TASK STATEMENT
What follows is a block of records; restate each one word for word.

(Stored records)
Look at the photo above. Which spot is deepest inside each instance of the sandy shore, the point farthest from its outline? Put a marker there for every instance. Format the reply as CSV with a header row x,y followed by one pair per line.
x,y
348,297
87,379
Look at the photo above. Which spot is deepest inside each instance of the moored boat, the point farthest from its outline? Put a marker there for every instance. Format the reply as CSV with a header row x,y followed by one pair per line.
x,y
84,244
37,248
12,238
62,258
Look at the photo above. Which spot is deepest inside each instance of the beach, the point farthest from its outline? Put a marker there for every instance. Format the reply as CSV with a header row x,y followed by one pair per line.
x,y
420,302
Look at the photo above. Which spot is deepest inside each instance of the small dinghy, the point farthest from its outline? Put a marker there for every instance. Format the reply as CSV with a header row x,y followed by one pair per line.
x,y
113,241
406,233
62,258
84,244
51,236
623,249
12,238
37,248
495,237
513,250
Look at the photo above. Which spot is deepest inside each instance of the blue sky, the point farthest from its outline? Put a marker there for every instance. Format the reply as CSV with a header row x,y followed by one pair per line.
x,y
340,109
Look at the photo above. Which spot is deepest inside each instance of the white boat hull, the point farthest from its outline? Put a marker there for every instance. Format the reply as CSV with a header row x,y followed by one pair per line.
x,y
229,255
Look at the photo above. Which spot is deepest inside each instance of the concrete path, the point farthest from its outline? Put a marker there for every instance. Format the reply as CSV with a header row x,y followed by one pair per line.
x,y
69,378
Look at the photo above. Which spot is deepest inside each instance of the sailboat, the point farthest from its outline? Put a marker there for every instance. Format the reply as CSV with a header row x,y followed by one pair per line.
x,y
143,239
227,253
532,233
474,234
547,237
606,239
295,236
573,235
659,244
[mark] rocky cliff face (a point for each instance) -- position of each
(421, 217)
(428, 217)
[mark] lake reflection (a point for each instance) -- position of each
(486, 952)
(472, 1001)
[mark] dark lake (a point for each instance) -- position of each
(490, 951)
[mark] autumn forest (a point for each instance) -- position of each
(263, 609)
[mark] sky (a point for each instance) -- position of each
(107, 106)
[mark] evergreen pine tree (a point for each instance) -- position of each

COMPLETED EXERCISE
Look at the photo above. Which spot is deepest inside each instance of the sandy shore, the point farthest from its outline? Put a marker there for every instance. Format the reply as CSV with a header row x,y followed by one pair per line.
x,y
348,297
87,379
Look at the photo above. Which spot is deepest inside each instance of the moored boat, the point farthest from its outline? Put a marker there for every instance. Format the reply as CSV with a header row x,y followed by one pair per line.
x,y
84,244
37,248
12,238
62,258
Look at the photo above. Which spot is deepest inside each instance of the beach, the point farthest from its outline? Put a marker there for every instance. Format the reply as CSV with a header row x,y followed by one pair per line.
x,y
420,302
Look at the photo above. Which spot is deepest inside each instance of the small dinghy, the point farthest from its outline? Put a marker there for every instance. Format the reply as CSV with a header row x,y followed by one pair per line.
x,y
113,241
406,233
62,258
84,244
51,236
623,249
12,238
37,248
495,237
513,250
Look at the photo above. Which spot is deepest inside each instance of the blue sky, the point farthest from its outline? Put a marker there for every instance. Format the reply as CSV with a header row x,y followed by one pair per line.
x,y
340,109
Look at the photo above. Which spot is deepest inside each instance of the white boat hull, the point farthest from its outline? Put a marker there for every instance. Format the reply as CSV with a header row x,y followed by one pair per line.
x,y
229,255
Look at the photo above. Which spot is deepest inside each instance of the concrete path, the point farthest from its outline? Put a marker there for every instance. Format the reply as CSV with a header row x,y followed by one pair per line.
x,y
69,378
Look at the photo above. Which spot is deepest inside each instance of the sailboat, the point farthest from its outline? Put a marker there for every instance. Format the reply as CSV with a header row x,y followed by one pair per line.
x,y
143,239
227,253
532,233
474,234
547,237
606,239
295,236
573,235
659,244
[mark] rocky cliff face (a point for each instance) -- position of each
(421, 217)
(428, 217)
[mark] lake reflection (a point for each instance) -- position of each
(486, 952)
(472, 1001)
[mark] dark lake (a point for each instance) -- position of each
(490, 951)
[mark] autumn forest (a point for each instance) -- position of each
(263, 609)
[mark] sky (a point for each instance) -- position of each
(107, 106)
[mark] evergreen pine tree (a point for each instance) -- position of each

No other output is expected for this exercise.